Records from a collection
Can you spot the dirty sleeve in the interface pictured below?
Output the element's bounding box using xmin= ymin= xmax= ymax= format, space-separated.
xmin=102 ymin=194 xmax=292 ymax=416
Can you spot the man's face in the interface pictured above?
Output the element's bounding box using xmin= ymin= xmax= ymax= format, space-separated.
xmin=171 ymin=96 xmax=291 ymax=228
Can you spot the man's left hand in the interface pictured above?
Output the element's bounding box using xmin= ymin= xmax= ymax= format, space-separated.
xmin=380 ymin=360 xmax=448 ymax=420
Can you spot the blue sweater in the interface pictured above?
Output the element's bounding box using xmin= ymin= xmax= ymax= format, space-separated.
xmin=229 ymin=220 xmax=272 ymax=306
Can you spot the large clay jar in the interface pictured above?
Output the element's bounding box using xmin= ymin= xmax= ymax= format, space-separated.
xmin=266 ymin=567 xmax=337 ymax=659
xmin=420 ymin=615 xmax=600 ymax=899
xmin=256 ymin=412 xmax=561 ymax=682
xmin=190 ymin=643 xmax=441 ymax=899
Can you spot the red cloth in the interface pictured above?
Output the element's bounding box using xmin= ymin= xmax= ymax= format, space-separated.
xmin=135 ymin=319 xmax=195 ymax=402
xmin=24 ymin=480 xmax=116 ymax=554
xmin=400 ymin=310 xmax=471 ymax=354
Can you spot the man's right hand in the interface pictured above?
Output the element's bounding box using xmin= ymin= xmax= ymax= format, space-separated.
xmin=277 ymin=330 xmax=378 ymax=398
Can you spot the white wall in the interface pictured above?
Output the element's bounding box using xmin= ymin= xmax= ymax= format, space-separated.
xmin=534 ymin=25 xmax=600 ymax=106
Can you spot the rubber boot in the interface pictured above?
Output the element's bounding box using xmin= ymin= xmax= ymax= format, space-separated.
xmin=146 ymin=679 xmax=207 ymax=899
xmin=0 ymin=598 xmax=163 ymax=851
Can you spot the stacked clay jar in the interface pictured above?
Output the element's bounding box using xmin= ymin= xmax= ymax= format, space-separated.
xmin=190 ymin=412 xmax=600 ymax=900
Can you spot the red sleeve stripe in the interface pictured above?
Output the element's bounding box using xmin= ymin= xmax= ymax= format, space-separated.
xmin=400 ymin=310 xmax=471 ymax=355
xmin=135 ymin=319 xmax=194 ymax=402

» About this task
Each of the entries above should be written out again exactly.

» Result
Can you spot the dirty sleeve in the interface pictured below?
Output the element's bounding box using xmin= ymin= xmax= ymax= format, space-separated.
xmin=102 ymin=194 xmax=292 ymax=416
Can you spot the man's face in the interface pictured above?
Output the element's bounding box using xmin= ymin= xmax= ymax= format, space-separated.
xmin=171 ymin=96 xmax=291 ymax=228
Can you spot the man's left hand in the interface pictured above?
Output the element's bounding box using xmin= ymin= xmax= ymax= format, space-separated.
xmin=380 ymin=360 xmax=448 ymax=420
Can you spot the blue sweater in the interface pictured above?
Output the element's bounding box using xmin= ymin= xmax= ymax= format, space-separated.
xmin=229 ymin=220 xmax=272 ymax=306
Can you spot the large clay jar in the interface pictured above?
Output the element's bounding box using xmin= ymin= xmax= ymax= format, space-separated.
xmin=266 ymin=567 xmax=337 ymax=659
xmin=420 ymin=615 xmax=600 ymax=899
xmin=256 ymin=412 xmax=561 ymax=682
xmin=190 ymin=643 xmax=441 ymax=899
Can you spot the red cloth in the interface pictured above?
Output the element's bounding box using xmin= ymin= xmax= ymax= format, space-separated.
xmin=135 ymin=319 xmax=195 ymax=402
xmin=24 ymin=480 xmax=116 ymax=554
xmin=400 ymin=310 xmax=471 ymax=354
Can you spot the man's right hand in the interface pictured above?
Output the element's bounding box using xmin= ymin= xmax= ymax= format, space-separated.
xmin=277 ymin=330 xmax=378 ymax=398
Can you spot the white wall in the interface pictured above?
Output the element's bounding box using xmin= ymin= xmax= ymax= format, space-separated.
xmin=534 ymin=25 xmax=600 ymax=106
Can you spot the rubber boot in the interface pictured above?
Output the element's bounding box using xmin= ymin= xmax= ymax= format, space-separated.
xmin=146 ymin=679 xmax=207 ymax=899
xmin=0 ymin=598 xmax=163 ymax=851
Can you spot the stacked clay jar in the interface pictured above?
Output the element's bounding box using xmin= ymin= xmax= ymax= format, space-separated.
xmin=190 ymin=412 xmax=600 ymax=900
Can you spot the red sleeve stripe in the interface pictured above?
Output the element's bounding box using xmin= ymin= xmax= ymax= format, space-separated.
xmin=400 ymin=310 xmax=471 ymax=355
xmin=135 ymin=319 xmax=194 ymax=402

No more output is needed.